GIVEN PROBLEM
Put the lines below into a JSON array of strings, one string per line, leaving out any blank lines.

ENTRIES SUPPLIED

((

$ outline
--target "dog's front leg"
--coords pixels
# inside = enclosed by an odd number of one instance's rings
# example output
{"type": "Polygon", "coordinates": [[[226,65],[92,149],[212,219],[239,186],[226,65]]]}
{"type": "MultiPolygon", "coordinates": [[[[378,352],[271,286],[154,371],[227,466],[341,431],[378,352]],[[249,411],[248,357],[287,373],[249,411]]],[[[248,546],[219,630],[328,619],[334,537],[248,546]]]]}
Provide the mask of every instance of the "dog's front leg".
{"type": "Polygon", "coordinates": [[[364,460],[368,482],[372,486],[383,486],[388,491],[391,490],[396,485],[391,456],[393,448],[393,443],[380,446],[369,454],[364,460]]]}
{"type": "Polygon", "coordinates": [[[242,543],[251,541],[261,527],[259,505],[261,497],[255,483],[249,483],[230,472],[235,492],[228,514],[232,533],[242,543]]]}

))

COMPLETE RESPONSE
[
  "$ outline",
  "--target \"dog's front leg\"",
  "--coords pixels",
  "# inside = enclosed by an odd number of one instance's rings",
  "# example output",
  "{\"type\": \"Polygon\", \"coordinates\": [[[226,65],[92,149],[212,219],[239,186],[226,65]]]}",
  "{\"type\": \"MultiPolygon\", \"coordinates\": [[[[378,352],[271,286],[154,371],[227,466],[341,431],[378,352]],[[249,411],[248,357],[287,373],[249,411]]],[[[248,546],[219,630],[328,619],[334,537],[248,546]]]]}",
  "Provide the mask of every instance of the \"dog's front leg\".",
  "{\"type\": \"Polygon\", \"coordinates\": [[[364,460],[368,482],[372,486],[383,486],[388,491],[391,490],[396,485],[391,456],[393,448],[393,443],[380,446],[369,454],[364,460]]]}",
  "{\"type\": \"Polygon\", \"coordinates\": [[[242,543],[251,541],[261,527],[259,505],[261,497],[255,483],[249,483],[230,472],[235,492],[228,514],[232,533],[242,543]]]}"
]